------ Entries provided ------

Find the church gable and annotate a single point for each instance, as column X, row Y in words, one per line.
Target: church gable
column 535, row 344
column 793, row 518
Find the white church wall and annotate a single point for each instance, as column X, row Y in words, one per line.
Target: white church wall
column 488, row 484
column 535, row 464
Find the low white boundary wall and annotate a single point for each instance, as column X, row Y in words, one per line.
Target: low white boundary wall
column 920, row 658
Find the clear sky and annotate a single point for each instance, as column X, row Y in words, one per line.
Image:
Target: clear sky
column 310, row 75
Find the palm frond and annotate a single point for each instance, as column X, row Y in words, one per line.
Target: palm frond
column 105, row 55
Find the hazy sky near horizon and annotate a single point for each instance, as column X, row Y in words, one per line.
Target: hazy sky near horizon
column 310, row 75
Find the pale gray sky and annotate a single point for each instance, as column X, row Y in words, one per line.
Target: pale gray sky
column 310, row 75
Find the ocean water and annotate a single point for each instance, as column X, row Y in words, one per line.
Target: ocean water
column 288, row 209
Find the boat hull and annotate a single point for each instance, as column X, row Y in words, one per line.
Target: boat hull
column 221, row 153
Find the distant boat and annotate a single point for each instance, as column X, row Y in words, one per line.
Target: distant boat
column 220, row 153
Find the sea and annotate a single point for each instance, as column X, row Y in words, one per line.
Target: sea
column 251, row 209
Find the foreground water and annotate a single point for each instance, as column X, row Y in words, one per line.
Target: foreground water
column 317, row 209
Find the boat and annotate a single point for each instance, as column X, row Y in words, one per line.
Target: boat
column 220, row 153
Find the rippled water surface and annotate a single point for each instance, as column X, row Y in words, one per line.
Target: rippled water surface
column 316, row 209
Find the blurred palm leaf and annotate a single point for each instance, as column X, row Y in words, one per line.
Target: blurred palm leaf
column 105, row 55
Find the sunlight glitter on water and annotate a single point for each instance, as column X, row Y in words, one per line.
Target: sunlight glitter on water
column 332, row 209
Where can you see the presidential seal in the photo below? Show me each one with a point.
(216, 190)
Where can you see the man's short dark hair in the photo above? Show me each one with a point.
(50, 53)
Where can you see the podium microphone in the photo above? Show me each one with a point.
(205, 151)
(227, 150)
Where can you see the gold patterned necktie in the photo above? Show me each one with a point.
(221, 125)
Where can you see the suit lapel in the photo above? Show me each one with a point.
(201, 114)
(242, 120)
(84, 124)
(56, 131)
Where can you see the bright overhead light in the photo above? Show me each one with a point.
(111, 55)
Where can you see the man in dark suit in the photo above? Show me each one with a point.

------

◆ **Your goal**
Nothing but the lines from the one holding "Where can you see the bright" through the last line of the data may be output, and each must match exactly.

◆ **Result for this exercise**
Where can you see the bright overhead light in the photo above? Show me each one with a point.
(111, 55)
Where can you see the man in dark suit in the photo above? Show me each one with a point.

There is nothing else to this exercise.